== Source passage
I was unable to adapt to driving in the thick Tule fog conditions, and for this and other reasons opted to find another newsroom. The moment I stepped off the plane in Palm Springs for my job interview, I knew I had to be there. Like others, I harbored stereotypes about Palm Springs, which was portrayed in publications as a playground for the rich and famous. What I discovered was a stunning countryside with a natural oasis park and orchards of date palm trees that transported you to another part of the world.




Indio (California state tourism photo)


It got pretty hot in summer, about 116 degrees while I was there, but you could take the Palm Springs Aerial Tramway to a mountain station (at 8,516 feet elevation) with much cooler temperatures. The ride that can transform your environment so dramatically lasts only a few minutes.


There was a series of smaller communities next to Palm Springs, close to each other, that included Hot Springs, Palm Desert, Cathedral City, Rancho Mirage, Indio and Coachella. From the farm fields in the Coachella Valley, one could catch a breath-taking view of the snow-capped San Bernardino Mountains in the distance.


I was an assistant city editor (called an "ace") assigned to the bureau in Indio; my official title was East Valley Editor. Once again, as in Modesto, I encountered Hispanic workers who were mostly all at the low end of the economic spectrum. Many of them worked in the resort hotels, restaurants and golf courses. Two Native American reservations, some Indians (from India) and a small black community made up most of the rest of the non-Anglo population.


The newsroom had one of the most creative and energetic staffs I had ever worked with. Joan Behrmann, formerly of USA Today, was the executive editor at the time. Tom Tait was the managing editor. It was the best news job I ever had in terms of work and place. The other aces and I worked long hours, shuttling between the bureaus and main newsroom, supervising reporters and writing stories ourselves. I recall working some 14 to 16-hour-long days, but I never felt it.
====
### Exercise set
1: Change "mountain station" to "summit station" in the Palm Springs passage from "It got pretty" to "in the distance.", and give that stretch with the change made.
2: Identify each line in the records that contains the string "branch" with matching case, and copy those lines.
The records that come next have no connection to the Palm Springs passage.
== Listed entries
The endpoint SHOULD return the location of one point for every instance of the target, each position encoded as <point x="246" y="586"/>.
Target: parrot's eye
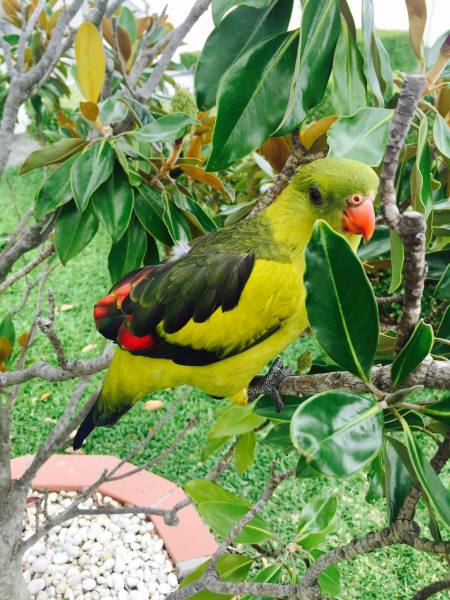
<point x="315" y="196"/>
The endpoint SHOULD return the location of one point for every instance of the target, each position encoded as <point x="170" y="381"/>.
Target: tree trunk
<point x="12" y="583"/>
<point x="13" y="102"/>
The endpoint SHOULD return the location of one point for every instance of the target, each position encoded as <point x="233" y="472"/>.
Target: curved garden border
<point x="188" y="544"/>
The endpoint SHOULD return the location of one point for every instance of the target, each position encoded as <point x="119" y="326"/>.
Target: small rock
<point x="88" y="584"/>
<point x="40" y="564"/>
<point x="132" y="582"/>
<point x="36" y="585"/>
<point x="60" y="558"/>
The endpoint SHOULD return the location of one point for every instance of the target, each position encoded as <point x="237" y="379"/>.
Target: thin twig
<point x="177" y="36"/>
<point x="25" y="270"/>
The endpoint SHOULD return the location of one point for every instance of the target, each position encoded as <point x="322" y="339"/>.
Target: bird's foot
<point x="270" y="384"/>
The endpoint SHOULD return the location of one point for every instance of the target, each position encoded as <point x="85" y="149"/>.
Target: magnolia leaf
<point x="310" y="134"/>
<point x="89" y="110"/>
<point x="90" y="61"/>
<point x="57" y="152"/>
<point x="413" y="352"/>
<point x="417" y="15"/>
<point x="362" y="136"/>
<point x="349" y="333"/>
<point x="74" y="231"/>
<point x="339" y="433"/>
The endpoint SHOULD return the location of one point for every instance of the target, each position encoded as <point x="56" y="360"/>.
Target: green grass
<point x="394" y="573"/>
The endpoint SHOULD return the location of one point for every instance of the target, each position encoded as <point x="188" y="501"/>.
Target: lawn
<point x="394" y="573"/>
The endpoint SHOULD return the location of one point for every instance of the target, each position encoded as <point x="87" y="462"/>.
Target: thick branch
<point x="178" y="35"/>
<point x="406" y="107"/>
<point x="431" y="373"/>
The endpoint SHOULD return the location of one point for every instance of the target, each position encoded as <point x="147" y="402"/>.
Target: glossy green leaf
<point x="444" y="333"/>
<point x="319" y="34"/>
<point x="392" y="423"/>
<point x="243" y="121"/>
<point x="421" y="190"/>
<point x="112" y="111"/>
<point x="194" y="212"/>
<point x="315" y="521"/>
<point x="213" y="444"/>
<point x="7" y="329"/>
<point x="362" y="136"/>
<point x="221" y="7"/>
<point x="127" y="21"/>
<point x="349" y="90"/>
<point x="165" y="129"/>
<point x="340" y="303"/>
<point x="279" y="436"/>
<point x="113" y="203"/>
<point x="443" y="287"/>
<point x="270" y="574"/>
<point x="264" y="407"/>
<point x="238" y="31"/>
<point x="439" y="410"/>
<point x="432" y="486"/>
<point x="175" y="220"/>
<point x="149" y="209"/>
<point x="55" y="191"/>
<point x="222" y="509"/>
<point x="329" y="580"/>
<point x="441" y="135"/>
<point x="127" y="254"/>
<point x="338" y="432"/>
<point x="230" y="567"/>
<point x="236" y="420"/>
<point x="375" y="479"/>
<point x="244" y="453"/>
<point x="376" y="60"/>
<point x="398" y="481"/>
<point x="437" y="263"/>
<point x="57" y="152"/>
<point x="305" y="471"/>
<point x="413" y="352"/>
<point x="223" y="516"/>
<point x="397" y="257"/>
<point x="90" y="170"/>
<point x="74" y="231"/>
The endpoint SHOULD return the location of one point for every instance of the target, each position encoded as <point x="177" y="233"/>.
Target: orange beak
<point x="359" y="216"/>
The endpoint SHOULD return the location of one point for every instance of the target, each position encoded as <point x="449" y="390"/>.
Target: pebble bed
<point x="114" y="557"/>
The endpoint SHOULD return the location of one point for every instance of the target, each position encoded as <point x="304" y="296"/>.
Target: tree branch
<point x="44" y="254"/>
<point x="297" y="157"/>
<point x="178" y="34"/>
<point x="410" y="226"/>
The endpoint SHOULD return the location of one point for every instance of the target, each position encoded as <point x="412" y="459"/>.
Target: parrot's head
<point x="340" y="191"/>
====
== Listed entries
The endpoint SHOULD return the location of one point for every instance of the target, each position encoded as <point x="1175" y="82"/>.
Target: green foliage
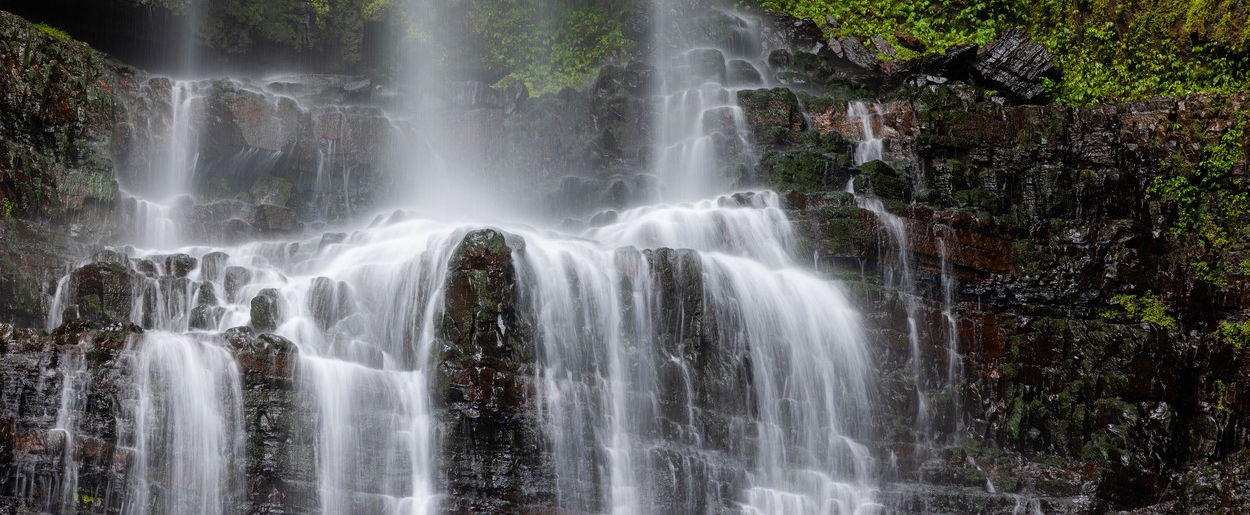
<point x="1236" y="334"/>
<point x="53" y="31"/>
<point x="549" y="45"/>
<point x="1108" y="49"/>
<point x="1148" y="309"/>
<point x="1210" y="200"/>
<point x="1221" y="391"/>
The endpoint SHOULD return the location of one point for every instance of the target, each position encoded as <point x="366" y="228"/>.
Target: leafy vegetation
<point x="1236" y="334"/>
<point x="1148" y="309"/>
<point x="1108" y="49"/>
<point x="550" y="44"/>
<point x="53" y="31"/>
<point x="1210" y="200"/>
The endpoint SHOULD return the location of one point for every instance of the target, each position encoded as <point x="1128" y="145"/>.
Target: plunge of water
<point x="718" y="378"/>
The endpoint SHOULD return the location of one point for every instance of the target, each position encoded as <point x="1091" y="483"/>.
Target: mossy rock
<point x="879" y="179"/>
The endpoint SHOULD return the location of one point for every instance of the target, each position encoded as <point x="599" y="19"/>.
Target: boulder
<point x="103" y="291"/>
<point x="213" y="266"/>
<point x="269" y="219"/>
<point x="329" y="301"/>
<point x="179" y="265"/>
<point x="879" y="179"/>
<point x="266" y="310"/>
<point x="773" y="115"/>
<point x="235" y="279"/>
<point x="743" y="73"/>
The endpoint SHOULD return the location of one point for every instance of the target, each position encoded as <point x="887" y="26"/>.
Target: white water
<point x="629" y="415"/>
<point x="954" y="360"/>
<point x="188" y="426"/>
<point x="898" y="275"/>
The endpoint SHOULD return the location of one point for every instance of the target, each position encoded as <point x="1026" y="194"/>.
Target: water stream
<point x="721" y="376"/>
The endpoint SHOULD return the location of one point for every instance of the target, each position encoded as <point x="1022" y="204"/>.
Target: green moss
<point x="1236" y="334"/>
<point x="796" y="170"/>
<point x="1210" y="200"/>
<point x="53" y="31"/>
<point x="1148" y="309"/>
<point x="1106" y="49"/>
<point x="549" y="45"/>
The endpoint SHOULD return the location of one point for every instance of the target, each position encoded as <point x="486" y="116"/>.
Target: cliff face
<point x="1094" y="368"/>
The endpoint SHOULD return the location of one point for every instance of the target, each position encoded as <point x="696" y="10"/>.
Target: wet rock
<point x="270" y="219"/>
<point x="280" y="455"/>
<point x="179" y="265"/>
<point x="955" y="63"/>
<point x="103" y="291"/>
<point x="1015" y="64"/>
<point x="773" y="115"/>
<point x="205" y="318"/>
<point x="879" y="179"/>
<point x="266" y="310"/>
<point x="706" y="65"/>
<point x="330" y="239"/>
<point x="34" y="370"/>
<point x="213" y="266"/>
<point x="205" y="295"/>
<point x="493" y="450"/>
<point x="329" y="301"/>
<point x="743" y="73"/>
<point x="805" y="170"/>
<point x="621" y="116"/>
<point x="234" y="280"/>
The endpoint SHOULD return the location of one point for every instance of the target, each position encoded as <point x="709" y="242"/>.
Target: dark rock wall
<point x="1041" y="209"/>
====
### Correct answers
1:
It got pretty hot in summer, about 116 degrees while I was there, but you could take the Palm Springs Aerial Tramway to a summit station (at 8,516 feet elevation) with much cooler temperatures. The ride that can transform your environment so dramatically lasts only a few minutes.


There was a series of smaller communities next to Palm Springs, close to each other, that included Hot Springs, Palm Desert, Cathedral City, Rancho Mirage, Indio and Coachella. From the farm fields in the Coachella Valley, one could catch a breath-taking view of the snow-capped San Bernardino Mountains in the distance.

2:
Target: thick branch
Target: tree branch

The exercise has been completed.